TO-DO LIST:
[A] In the audio noise troubleshooting discussion, repeat the passage from "Or at least" up to and including "higher power device).".
[B] In the audio noise troubleshooting discussion, why should all unused signal leads be removed?
[C] Can you pick up the audio noise troubleshooting discussion after its final post and carry it forward?

I would get the correct spec part in there first and get a new baseline rather than put in more diodes that are not design original.
 
If it's all over everything, can you measure it with no i/p signal? What is the repeat rate, etc?

It could be EMI pickup from WiFi, mobile phone, etc nearby.

Remove all unused signal leads, in case they are acting as antennas.

Look for a dry joint that might be acting as a rectifying pickup for EMI.
 
I would get the correct spec part in there first and get a new baseline

Or at least ensure the replacement is suitably equivalent (Vf, Vr, If, Trr, etc). Sometimes replacements make the design better (e.g. replacing parallel discrete schottkys with a single, higher power device).
 
I can't pick it without a signal, perhaps it's a very small noise being amplified with the signal. I don't see a fixed freq, it rides along the 1KHz sinewave. I'll take better picts and more exaustive testing if resoldering doesn't fix the issue.

The replacement diode is a 1N4936 Fast Switching Plastic Rectifier
FEATURES
• Fast switching for high efficiency
• Low forward voltage drop
• Low leakage current
• High forward surge capability

TYPICAL APPLICATIONS
For use in fast switching re
ctification of power supply,
inverters, converters and freewheeling diodes for consumer
and telecommunication


But it's in the 48V "phantom" supply only.

I'm, recapping and retouching the soldering on the whole PS board. I'll post back the results.

(Data records)
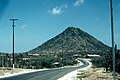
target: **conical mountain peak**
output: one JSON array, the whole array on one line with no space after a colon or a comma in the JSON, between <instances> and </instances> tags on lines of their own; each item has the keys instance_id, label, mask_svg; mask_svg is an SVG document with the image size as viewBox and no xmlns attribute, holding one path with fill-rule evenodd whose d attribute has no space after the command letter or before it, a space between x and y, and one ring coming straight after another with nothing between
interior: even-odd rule
<instances>
[{"instance_id":1,"label":"conical mountain peak","mask_svg":"<svg viewBox=\"0 0 120 80\"><path fill-rule=\"evenodd\" d=\"M29 51L29 53L99 53L107 49L109 49L108 46L106 46L90 34L80 30L79 28L68 27L59 35L46 41L39 47Z\"/></svg>"}]
</instances>

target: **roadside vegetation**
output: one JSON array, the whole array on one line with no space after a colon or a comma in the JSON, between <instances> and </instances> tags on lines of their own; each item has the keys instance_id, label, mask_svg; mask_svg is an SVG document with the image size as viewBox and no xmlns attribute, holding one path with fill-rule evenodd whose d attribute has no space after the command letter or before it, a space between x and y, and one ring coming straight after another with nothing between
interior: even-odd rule
<instances>
[{"instance_id":1,"label":"roadside vegetation","mask_svg":"<svg viewBox=\"0 0 120 80\"><path fill-rule=\"evenodd\" d=\"M2 55L2 54L1 54ZM12 67L12 55L4 54L0 57L0 67ZM67 55L58 56L28 56L25 54L15 54L15 68L42 69L72 66L77 64L76 58Z\"/></svg>"}]
</instances>

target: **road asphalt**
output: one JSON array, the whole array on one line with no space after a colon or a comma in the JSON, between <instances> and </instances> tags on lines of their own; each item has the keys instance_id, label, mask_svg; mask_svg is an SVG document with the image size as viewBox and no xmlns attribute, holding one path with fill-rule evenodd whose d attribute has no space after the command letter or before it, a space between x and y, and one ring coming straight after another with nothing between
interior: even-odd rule
<instances>
[{"instance_id":1,"label":"road asphalt","mask_svg":"<svg viewBox=\"0 0 120 80\"><path fill-rule=\"evenodd\" d=\"M76 69L84 68L89 65L86 61L82 61L84 65L79 67L58 68L33 73L21 74L17 76L7 77L0 80L57 80L58 78L66 75L67 73Z\"/></svg>"}]
</instances>

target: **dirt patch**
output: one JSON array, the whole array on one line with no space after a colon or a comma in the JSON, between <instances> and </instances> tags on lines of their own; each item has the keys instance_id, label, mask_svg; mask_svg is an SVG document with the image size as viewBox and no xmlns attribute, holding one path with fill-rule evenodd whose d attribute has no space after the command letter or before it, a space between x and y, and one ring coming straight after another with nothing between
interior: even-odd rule
<instances>
[{"instance_id":1,"label":"dirt patch","mask_svg":"<svg viewBox=\"0 0 120 80\"><path fill-rule=\"evenodd\" d=\"M120 80L120 75L117 74L117 80ZM113 80L111 72L105 72L104 68L90 68L87 71L78 71L77 78L79 80Z\"/></svg>"},{"instance_id":2,"label":"dirt patch","mask_svg":"<svg viewBox=\"0 0 120 80\"><path fill-rule=\"evenodd\" d=\"M18 73L18 72L22 72L24 71L24 69L21 68L15 68L14 70L12 68L0 68L0 76L3 75L8 75L8 74L13 74L13 73Z\"/></svg>"}]
</instances>

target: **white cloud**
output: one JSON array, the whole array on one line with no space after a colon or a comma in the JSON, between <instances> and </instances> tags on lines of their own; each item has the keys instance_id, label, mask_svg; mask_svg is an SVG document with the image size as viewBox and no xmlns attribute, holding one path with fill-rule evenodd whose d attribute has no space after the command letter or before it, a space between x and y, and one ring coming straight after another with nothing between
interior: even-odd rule
<instances>
[{"instance_id":1,"label":"white cloud","mask_svg":"<svg viewBox=\"0 0 120 80\"><path fill-rule=\"evenodd\" d=\"M81 6L85 0L76 0L75 3L73 3L74 6Z\"/></svg>"},{"instance_id":2,"label":"white cloud","mask_svg":"<svg viewBox=\"0 0 120 80\"><path fill-rule=\"evenodd\" d=\"M22 25L21 26L21 29L25 29L25 28L27 28L27 25Z\"/></svg>"},{"instance_id":3,"label":"white cloud","mask_svg":"<svg viewBox=\"0 0 120 80\"><path fill-rule=\"evenodd\" d=\"M51 13L53 15L60 15L62 12L64 12L64 10L67 8L67 5L63 5L60 7L54 7L52 10L48 10L48 13Z\"/></svg>"}]
</instances>

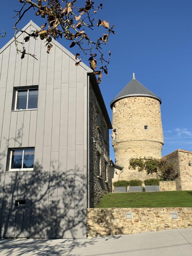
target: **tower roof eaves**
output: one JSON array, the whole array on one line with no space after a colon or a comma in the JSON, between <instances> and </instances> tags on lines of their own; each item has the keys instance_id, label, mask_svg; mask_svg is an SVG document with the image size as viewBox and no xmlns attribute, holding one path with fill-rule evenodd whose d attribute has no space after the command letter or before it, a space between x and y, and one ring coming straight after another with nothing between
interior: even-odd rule
<instances>
[{"instance_id":1,"label":"tower roof eaves","mask_svg":"<svg viewBox=\"0 0 192 256\"><path fill-rule=\"evenodd\" d=\"M140 96L140 97L149 97L150 98L154 98L154 99L156 99L156 100L157 100L160 102L160 104L161 104L161 100L160 99L160 98L158 97L157 96L156 96L155 95L151 95L151 94L145 94L144 93L136 93L134 94L126 94L126 95L123 95L122 96L120 96L119 97L117 97L117 98L115 98L114 100L113 100L111 101L111 103L110 103L110 106L111 106L111 108L112 108L113 107L113 105L114 104L114 103L116 101L118 100L120 100L121 99L123 99L123 98L128 98L128 97L134 97L136 96Z\"/></svg>"}]
</instances>

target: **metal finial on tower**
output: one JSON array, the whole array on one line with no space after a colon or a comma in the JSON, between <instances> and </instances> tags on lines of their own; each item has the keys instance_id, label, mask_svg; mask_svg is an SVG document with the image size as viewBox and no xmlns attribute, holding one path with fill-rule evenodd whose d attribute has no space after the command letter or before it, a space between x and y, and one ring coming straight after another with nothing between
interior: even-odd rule
<instances>
[{"instance_id":1,"label":"metal finial on tower","mask_svg":"<svg viewBox=\"0 0 192 256\"><path fill-rule=\"evenodd\" d=\"M135 73L133 73L133 78L132 78L132 80L133 80L134 79L136 79L136 78L135 77Z\"/></svg>"}]
</instances>

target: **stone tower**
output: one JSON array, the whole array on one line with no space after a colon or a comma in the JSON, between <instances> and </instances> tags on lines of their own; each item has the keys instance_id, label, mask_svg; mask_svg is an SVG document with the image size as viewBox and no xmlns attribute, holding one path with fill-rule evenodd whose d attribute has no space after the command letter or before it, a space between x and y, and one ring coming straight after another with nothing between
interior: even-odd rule
<instances>
[{"instance_id":1,"label":"stone tower","mask_svg":"<svg viewBox=\"0 0 192 256\"><path fill-rule=\"evenodd\" d=\"M123 166L120 180L152 178L129 169L131 158L161 158L164 144L161 99L133 78L111 103L116 164Z\"/></svg>"}]
</instances>

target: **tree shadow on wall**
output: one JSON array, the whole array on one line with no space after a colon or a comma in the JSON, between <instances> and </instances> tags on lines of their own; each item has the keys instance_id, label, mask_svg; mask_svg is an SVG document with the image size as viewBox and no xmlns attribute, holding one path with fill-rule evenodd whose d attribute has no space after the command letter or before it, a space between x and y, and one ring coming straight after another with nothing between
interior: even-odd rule
<instances>
[{"instance_id":1,"label":"tree shadow on wall","mask_svg":"<svg viewBox=\"0 0 192 256\"><path fill-rule=\"evenodd\" d=\"M19 131L18 134L19 141ZM8 144L0 157L0 237L86 237L86 173L77 166L67 171L56 161L51 163L48 170L36 161L33 171L5 172L3 163L6 161L7 148ZM20 200L25 201L25 207L16 207L16 201ZM19 255L38 250L39 255L70 255L74 248L93 243L76 240L69 244L68 239L62 241L59 248L38 239L30 240L27 247L18 242ZM15 246L13 242L2 241L4 247L9 249L7 255L15 255L12 250Z\"/></svg>"}]
</instances>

REPLIES:
[A]
Or at least ensure the replacement is suitably equivalent (Vf, Vr, If, Trr, etc). Sometimes replacements make the design better (e.g. replacing parallel discrete schottkys with a single, higher power device).

[B] The unused signal leads might be acting as antennas. They could pick up EMI from nearby sources such as WiFi or a mobile phone.

[C]
 
Update: reccaped the PS, no change, BUT, discovered a part of the circuit where the signal is clean (one OPamp), so I have to keep tracing what's happening between the 2 OPamps where the noise starts (no schematic, and a double sided SMT PCB)
 
Made some progress with the tracing:

The signal is OK up to the A/D input. Then, the OPamps that show the noise, are all directly fed by the D/A output. So the problem should be the D/A chip (Cirrus Logic 4385) if the digital output is OK (I don't have the setup to test it now). If the Digital output is noisy, it must be the A/D chip.

The unit has traces of a previous work, resoldering and so, and I see some rosin remaining in the solder. I'm deep cleaning the board, in case that rosin is causing noises at sensitive points.

Is replacing the D/A possible? Do I need to program it in some way, or is it just a parts swap?
 
Is replacing the D/A possible? Do I need to program it in some way, or is it just a parts swap?

Depends how good you are at replacing LQFP surface mount devices...

I'd use our hot air gun to remove it (flood with liquid flux first), then clean up, and re-solder under our x64 stereo microscope rework station.

But first, I'd look at the data timing at the input, and the power supplies and reference voltage for it (which is the easiest way for noise to get in). Also look at the clock, but you'll need more specialist instrumentation to see if the jitter is very bad.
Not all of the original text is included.